======== SELECTED EXTRACT ========

Common Mistakes Impact Founders Make

Confusing outputs with outcomes. An output is something you produced: 500 solar installations. An outcome is the change that produced in the world: 12,000 households accessing clean energy for the first time, reducing average household energy expenditure by $420 per year. Investors care about outcomes.

Leading with the mission, not the business. We believe deeply in mission alignment. But the pitch meeting is where you demonstrate that the business is real. The mission is why it matters; the business model is how it scales. Lead with both, but don't let passion for the mission crowd out hard commercial thinking.

Underestimating go-to-market complexity. Many impact founders are deeply expert in their problem domain and significantly less expert in how to sell. We've seen exceptional technology companies stumble because the founders had no clear picture of their first sales motion — who was the decision-maker, what the procurement process looked like, and what the typical sales cycle would be. Think through your go-to-market with the same rigor you apply to your technology.

Competitive avoidance. Founders who wave away competition or refuse to engage with it seriously signal a lack of market knowledge. The right posture is confident realism: "Here is what exists today, here is who uses it and why, and here is the specific reason our approach is better for our specific customer segment."

========

### STATED EXERCISE 1
Write out these lines of the records word for word, starting with the line containing "For the evaluation set, tag every instance of the leafy" and going on through the line containing "383], [894, 524]]", with both of those lines included.
The text on impact founders' mistakes and the records below it have no connection to each other.

======== DATASET ========

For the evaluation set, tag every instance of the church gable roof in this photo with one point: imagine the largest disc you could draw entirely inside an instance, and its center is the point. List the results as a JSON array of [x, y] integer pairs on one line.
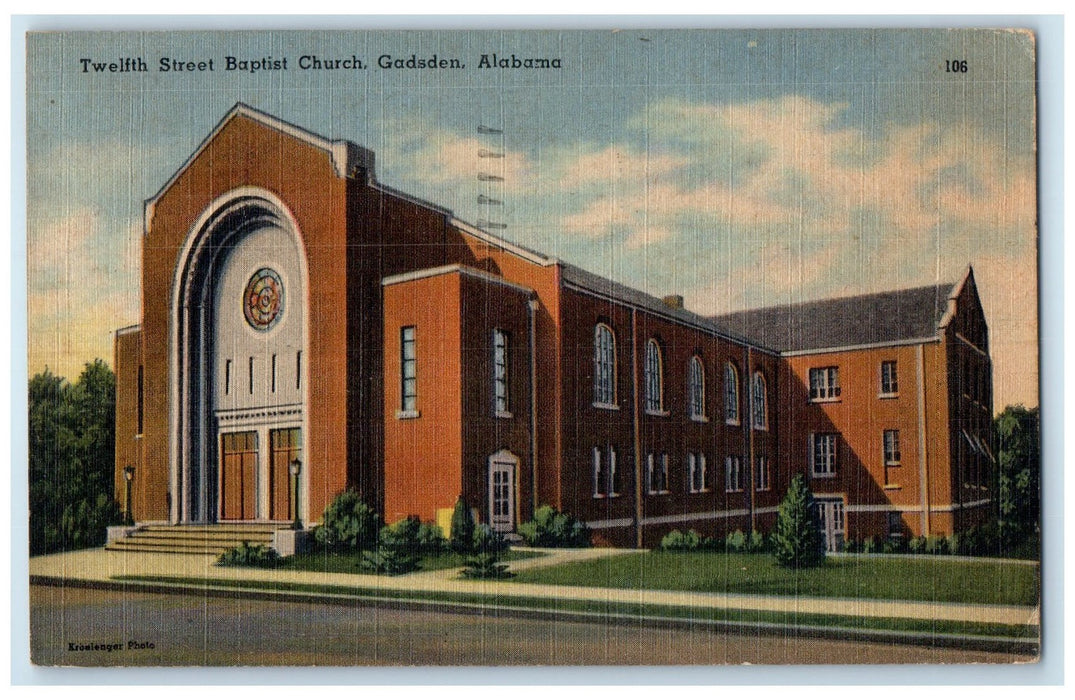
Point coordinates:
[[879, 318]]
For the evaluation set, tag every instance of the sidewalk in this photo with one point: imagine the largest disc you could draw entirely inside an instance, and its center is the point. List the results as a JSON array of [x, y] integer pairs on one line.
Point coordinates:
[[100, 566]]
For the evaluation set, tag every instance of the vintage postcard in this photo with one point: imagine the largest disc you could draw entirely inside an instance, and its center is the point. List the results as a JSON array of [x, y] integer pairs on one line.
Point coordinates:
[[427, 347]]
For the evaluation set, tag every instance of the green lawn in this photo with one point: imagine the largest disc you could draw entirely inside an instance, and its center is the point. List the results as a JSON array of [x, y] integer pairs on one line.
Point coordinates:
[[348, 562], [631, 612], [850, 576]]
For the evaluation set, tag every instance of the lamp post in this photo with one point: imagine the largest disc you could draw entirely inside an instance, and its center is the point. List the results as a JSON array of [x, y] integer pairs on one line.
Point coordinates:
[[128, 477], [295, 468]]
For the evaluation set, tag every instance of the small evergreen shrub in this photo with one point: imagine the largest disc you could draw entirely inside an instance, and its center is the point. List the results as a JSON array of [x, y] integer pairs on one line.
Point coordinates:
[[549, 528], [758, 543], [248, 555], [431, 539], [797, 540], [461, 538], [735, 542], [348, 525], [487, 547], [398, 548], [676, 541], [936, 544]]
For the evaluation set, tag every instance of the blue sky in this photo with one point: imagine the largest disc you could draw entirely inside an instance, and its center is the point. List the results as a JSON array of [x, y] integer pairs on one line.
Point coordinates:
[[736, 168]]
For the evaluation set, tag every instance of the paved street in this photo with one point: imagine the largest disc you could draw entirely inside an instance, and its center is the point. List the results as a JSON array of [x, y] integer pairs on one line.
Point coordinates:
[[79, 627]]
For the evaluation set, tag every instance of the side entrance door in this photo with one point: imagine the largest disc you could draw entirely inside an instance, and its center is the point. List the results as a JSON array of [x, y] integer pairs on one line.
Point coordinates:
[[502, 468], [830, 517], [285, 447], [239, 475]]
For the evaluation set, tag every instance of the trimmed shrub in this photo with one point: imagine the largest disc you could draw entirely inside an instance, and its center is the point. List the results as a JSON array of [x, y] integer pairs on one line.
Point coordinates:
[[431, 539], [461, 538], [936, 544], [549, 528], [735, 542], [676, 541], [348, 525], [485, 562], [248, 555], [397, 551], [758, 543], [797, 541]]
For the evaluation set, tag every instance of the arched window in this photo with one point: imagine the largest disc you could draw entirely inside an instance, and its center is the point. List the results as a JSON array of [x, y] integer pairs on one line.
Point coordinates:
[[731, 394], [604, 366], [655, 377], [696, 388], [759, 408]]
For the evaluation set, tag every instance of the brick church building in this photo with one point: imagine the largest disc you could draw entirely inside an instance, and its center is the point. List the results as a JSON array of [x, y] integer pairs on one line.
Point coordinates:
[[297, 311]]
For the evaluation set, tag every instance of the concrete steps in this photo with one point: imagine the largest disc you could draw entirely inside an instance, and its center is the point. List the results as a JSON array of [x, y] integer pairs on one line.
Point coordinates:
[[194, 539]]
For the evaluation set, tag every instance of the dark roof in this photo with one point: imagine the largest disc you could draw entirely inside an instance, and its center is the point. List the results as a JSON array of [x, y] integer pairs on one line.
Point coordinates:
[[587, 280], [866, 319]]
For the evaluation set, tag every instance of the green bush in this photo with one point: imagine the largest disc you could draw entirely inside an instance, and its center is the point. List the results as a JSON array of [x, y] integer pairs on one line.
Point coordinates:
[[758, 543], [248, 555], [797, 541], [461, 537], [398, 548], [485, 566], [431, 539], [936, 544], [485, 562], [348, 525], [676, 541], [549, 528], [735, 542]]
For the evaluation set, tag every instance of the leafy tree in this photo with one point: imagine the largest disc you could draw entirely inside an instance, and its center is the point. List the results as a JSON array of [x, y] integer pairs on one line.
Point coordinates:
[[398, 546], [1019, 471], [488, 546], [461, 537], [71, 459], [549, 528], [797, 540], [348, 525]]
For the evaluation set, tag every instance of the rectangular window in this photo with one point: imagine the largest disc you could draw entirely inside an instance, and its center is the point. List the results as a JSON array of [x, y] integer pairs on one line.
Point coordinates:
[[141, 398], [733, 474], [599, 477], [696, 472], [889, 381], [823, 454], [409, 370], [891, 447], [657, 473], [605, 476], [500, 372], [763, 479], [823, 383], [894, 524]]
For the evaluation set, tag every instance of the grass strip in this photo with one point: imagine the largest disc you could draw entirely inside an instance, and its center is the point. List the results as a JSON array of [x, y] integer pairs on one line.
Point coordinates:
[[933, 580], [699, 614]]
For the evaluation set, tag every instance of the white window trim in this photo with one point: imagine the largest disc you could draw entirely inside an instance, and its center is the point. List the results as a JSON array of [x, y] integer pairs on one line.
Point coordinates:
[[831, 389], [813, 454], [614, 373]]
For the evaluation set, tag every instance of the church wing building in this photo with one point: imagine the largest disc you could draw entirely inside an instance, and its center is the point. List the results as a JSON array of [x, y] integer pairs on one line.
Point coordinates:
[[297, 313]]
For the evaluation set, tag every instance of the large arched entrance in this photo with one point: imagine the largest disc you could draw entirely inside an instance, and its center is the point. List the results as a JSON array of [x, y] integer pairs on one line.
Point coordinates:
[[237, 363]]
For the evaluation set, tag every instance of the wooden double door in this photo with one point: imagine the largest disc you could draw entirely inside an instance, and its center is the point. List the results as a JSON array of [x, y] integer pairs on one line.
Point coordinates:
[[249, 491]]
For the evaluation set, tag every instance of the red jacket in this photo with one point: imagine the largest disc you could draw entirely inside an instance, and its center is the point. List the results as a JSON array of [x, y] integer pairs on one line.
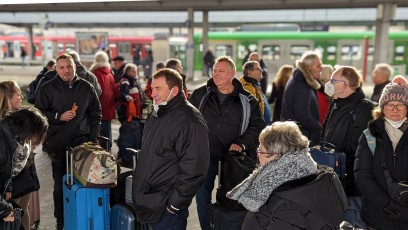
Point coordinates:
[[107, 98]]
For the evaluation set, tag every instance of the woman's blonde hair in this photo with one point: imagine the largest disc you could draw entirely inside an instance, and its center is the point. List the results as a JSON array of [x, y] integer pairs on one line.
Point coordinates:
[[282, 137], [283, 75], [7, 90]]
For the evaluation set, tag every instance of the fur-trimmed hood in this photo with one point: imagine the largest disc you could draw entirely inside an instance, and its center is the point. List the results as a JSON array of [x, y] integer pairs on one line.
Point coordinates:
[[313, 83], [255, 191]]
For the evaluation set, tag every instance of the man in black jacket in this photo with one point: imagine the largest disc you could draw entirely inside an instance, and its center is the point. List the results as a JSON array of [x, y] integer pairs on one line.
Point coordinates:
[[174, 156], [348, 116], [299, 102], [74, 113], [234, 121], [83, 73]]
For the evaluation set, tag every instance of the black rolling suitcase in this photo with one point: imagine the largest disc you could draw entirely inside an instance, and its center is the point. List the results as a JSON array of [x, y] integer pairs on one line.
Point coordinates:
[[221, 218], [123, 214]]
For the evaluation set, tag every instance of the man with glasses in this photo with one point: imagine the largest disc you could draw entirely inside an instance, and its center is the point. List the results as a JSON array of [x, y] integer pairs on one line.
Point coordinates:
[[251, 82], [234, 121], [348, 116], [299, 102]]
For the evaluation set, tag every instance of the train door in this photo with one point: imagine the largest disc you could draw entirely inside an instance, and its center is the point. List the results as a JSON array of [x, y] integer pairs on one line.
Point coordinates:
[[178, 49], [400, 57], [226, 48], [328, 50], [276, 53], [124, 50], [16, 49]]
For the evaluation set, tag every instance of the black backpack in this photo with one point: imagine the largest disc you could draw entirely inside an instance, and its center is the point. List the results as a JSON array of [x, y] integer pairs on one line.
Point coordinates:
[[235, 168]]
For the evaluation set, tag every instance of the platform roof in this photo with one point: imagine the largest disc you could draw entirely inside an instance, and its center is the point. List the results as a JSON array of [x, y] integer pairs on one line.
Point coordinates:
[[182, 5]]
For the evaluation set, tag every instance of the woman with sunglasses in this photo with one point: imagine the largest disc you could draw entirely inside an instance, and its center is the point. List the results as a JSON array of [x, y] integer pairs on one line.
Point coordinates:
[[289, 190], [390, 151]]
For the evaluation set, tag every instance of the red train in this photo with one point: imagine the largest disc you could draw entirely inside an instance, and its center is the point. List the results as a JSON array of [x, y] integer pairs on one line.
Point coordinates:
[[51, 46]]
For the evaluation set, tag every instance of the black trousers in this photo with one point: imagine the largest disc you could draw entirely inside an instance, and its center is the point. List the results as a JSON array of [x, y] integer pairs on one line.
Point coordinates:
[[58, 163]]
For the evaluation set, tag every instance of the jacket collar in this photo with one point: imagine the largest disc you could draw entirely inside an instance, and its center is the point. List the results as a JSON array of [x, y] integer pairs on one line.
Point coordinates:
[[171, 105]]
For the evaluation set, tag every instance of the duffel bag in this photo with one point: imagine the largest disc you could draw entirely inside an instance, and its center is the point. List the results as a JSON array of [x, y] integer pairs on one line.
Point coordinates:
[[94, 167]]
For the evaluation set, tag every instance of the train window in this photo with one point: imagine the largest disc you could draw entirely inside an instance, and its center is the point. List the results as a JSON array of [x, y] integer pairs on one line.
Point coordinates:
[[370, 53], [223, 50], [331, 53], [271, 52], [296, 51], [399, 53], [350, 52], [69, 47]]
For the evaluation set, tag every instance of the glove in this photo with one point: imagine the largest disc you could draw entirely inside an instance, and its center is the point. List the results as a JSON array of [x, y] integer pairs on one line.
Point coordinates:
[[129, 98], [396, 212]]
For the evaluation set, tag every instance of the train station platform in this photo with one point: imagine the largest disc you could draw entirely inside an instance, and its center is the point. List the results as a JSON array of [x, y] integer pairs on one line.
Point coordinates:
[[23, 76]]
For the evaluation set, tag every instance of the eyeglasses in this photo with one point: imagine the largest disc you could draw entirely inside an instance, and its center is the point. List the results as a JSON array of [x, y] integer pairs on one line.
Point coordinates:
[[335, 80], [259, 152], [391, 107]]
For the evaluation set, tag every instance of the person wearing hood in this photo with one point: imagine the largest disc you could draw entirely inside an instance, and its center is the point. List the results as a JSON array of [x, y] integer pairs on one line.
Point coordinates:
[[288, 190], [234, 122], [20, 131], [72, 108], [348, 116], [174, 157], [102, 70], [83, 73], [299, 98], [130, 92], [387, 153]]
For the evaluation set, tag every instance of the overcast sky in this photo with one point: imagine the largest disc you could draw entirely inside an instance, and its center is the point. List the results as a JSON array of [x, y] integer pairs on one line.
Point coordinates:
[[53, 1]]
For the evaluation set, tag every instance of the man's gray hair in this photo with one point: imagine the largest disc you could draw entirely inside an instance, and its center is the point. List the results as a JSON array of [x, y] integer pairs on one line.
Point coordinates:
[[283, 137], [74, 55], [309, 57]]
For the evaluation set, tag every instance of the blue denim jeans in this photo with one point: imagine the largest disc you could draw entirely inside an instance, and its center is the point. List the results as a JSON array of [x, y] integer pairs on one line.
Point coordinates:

========

### STATED EXERCISE 2
From the text on impact founders' mistakes, pull out the passage starting with "Confusing outputs with" and going on through "hard commercial thinking.", copied word for word.

### COMPLETE RESPONSE 1
For the evaluation set, tag every instance of the leafy tree in this photo with one point: imagine the largest disc you could draw entirely inside an instance, and its center is the point. List the results as a JSON array of [x, y] integer pairs on one line.
Point coordinates:
[[398, 546], [1019, 471], [488, 546], [461, 537], [71, 459], [549, 528], [797, 540], [348, 525]]
For the evaluation set, tag every instance of the rectangular window in this photo with one point: imagine the largest disc you could draw entirely inside an instance, and its center is the point. List the results as a JSON array of [x, y] integer pairs on one line.
Point coordinates:
[[141, 398], [733, 474], [599, 477], [696, 472], [889, 381], [823, 454], [409, 370], [891, 447], [657, 473], [605, 476], [500, 372], [763, 479], [823, 383], [894, 524]]

### COMPLETE RESPONSE 2
Confusing outputs with outcomes. An output is something you produced: 500 solar installations. An outcome is the change that produced in the world: 12,000 households accessing clean energy for the first time, reducing average household energy expenditure by $420 per year. Investors care about outcomes.

Leading with the mission, not the business. We believe deeply in mission alignment. But the pitch meeting is where you demonstrate that the business is real. The mission is why it matters; the business model is how it scales. Lead with both, but don't let passion for the mission crowd out hard commercial thinking.